TEXTO FORNECIDO ::

----------------------------------------

A abordagem psicológica do comportamento humano
nas organizações abortou devido aos impasses das explicações anteriores. O
estudo empírico da tomada de decisão nas e pelas organizações, ao possibilitar
a substituição do modelo clássico da racionalidade onisciente pelo modelo
empírico da racionalidade limitada ou relativa, vieram exigir a inversão do
modo de raciocínio empregado e renovaram por completo nossa visão do
funcionamento das organizações.
Essa
verdadeira desconstrução de todas as premissas do modelo clássico da
racionalidade, umas após outras, é o resultado dos trabalhos de um grande
número de autores que para isso contribuíram. É, contudo, a Herbert Simon e ao
grupo que ele animou no Carnegie Institute of Technology que cabe o mérito de
ter fixado as bases decisivas para renovar por completo nosso raciocínio sobre
a racionalidade, ao propor o conceito de racionalidade limitada.
O
ponto de partida de Simon é duplo:
Por
um lado, o sentimento de que a teoria das organizações só tem utilidade e
justificação caso se admita que a racionalidade humana está sujeita a
limitações e que essas limitações estão elas próprias dependentes do contexto
organizacional em que se situa um determinado responsável por decisões.
Por
outro lado, uma profunda insatisfação com o que considerava ser a tendência
irracionalista das ciências do comportamento de então. Em sua opinião elas
satisfaziam-se com demasiada facilidade com a demonstração de que os
comportamentos humanos não correspondem de modo algum às hipóteses de
racionalidade perfeita, em lugar de procurarem saber por que esses
comportamentos aparentemente irracionais talvez não o sejam.
Daí
sua convicção de que uma teoria da ação administrativa deve ser construída
sobre uma teoria da escolha racional, já que o comportamento humano nas
organizações, mais do que em qualquer outro lugar, deve ser considerado como
"desejado de forma racional".

----------------------------------------

Trechos de dados de apontamento ::
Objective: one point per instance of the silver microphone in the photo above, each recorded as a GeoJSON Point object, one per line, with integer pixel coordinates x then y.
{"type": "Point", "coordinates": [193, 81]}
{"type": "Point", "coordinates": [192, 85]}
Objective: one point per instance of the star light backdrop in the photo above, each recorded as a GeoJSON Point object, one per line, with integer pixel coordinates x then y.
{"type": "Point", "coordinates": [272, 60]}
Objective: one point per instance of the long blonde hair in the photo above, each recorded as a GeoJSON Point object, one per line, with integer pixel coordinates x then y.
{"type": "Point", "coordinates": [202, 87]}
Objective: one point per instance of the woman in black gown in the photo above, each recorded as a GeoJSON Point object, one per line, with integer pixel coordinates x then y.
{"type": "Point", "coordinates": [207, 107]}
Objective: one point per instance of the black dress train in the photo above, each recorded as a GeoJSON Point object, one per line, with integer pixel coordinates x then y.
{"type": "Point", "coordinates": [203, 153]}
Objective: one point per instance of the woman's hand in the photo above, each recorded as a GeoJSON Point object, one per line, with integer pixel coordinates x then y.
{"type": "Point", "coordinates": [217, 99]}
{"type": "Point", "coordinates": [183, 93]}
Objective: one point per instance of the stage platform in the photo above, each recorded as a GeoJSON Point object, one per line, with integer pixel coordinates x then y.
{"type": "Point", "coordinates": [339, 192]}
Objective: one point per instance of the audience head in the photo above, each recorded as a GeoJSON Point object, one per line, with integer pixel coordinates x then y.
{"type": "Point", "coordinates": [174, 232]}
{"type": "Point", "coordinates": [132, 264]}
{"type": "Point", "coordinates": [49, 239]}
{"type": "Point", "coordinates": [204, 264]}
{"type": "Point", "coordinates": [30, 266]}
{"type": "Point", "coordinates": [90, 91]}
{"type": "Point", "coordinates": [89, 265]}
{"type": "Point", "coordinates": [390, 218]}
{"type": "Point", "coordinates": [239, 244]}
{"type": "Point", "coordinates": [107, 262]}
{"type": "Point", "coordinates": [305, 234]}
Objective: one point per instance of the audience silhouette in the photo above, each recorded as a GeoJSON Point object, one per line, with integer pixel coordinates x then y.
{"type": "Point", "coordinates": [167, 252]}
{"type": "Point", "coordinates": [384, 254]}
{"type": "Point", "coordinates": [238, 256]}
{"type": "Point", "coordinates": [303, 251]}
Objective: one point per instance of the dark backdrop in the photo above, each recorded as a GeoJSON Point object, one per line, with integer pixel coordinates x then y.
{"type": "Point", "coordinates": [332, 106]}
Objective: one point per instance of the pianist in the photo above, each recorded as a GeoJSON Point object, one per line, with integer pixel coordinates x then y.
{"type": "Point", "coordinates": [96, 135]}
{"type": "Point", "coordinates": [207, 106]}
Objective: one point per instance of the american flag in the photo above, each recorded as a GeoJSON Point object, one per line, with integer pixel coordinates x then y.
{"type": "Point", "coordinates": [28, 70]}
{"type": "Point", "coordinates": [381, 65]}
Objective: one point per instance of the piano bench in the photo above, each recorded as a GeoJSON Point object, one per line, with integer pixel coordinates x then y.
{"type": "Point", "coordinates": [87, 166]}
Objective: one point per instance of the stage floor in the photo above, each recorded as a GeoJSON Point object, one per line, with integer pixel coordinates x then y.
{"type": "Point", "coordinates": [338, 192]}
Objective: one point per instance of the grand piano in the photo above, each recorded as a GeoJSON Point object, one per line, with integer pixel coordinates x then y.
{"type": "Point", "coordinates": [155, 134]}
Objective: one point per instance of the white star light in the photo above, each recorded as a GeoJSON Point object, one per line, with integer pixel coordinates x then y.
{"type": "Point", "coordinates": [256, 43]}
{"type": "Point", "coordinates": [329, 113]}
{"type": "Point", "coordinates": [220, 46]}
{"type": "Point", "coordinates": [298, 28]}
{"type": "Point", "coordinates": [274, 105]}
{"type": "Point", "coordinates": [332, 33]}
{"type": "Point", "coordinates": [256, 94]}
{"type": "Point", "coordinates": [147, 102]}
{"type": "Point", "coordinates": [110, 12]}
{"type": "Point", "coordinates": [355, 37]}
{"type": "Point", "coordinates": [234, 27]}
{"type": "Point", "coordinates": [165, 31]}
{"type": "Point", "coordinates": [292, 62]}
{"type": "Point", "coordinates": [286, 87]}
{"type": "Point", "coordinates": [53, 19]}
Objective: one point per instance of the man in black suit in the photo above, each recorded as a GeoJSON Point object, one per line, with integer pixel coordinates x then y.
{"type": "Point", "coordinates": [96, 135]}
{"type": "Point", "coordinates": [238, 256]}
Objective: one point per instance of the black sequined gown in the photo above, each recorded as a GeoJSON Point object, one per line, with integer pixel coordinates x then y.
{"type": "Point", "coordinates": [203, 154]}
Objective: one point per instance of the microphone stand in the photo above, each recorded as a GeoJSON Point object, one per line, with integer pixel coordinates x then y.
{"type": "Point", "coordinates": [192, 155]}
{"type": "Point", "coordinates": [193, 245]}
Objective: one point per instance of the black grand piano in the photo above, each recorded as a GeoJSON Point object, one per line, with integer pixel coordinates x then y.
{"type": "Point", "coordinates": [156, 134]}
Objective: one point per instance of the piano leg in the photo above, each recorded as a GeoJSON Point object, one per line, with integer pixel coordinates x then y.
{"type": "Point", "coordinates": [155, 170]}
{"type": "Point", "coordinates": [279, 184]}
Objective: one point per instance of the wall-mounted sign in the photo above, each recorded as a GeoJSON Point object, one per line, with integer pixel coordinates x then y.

----------------------------------------

PROBLEMAS ::
**1)** Converta em uma tabela Markdown as linhas dos registros que vão da que contém "Objective: one point per instance of the black sequined" até o fim dos registros, incluindo ambas as extremidades. Use as colunas "Nº" e "Linha" e omita as linhas em branco.
**2)** Dê continuidade ao texto sobre a racionalidade nas organizações a partir da última frase apresentada.
Os registros não têm nenhuma relação com o texto.

RESPOSTAS FINAIS ::
**1)**
| Nº | Linha |
|---|---|
| 1 | Objective: one point per instance of the black sequined gown in the photo above, each recorded as a GeoJSON Point object, one per line, with integer pixel coordinates x then y. |
| 2 | {"type": "Point", "coordinates": [203, 154]} |
| 3 | Objective: one point per instance of the microphone stand in the photo above, each recorded as a GeoJSON Point object, one per line, with integer pixel coordinates x then y. |
| 4 | {"type": "Point", "coordinates": [192, 155]} |
| 5 | {"type": "Point", "coordinates": [193, 245]} |
| 6 | Objective: one point per instance of the black grand piano in the photo above, each recorded as a GeoJSON Point object, one per line, with integer pixel coordinates x then y. |
| 7 | {"type": "Point", "coordinates": [156, 134]} |
| 8 | Objective: one point per instance of the piano leg in the photo above, each recorded as a GeoJSON Point object, one per line, with integer pixel coordinates x then y. |
| 9 | {"type": "Point", "coordinates": [155, 170]} |
| 10 | {"type": "Point", "coordinates": [279, 184]} |
| 11 | Objective: one point per instance of the wall-mounted sign in the photo above, each recorded as a GeoJSON Point object, one per line, with integer pixel coordinates x then y. |

**2)**
O
modelo da racionalidade onisciente (Simon fala, a propósito, de racionalidade
objetiva) repousa sobre três premissas essenciais. Neste modelo, considera-se
que o decisor:
-
Detém todas as informações e uma capacidade ilimitada para seu tratamento;
-
Procura a solução ótima entre todas as opções possíveis;
-
Tem uma idéia clara quanto às suas preferências, que são consideradas
consolidadas de uma vez por todas,
estáveis, coerentes e hierarquizadas.
São
as duas primeiras premissas que constituem o alvo das críticas e das propostas
de Simon. Em uma série de publicações ele argumenta que toda e qualquer opção é
sempre feita sob pressão e que a racionalidade humana é limitada por duas
grandes coações de certo modo irredutíveis.
Por
um lado, a informação de um decisor é sempre incompleta porque o conhecimento
das conseqüências das diferentes possibilidades de ação e do seu valor no
futuro é sempre fragmentário e, devido a razões de toda ordem (falta de tempo,
falta de imaginação, falta de atenção), apenas um pequeno número das soluções
possíveis é realmente ponderado.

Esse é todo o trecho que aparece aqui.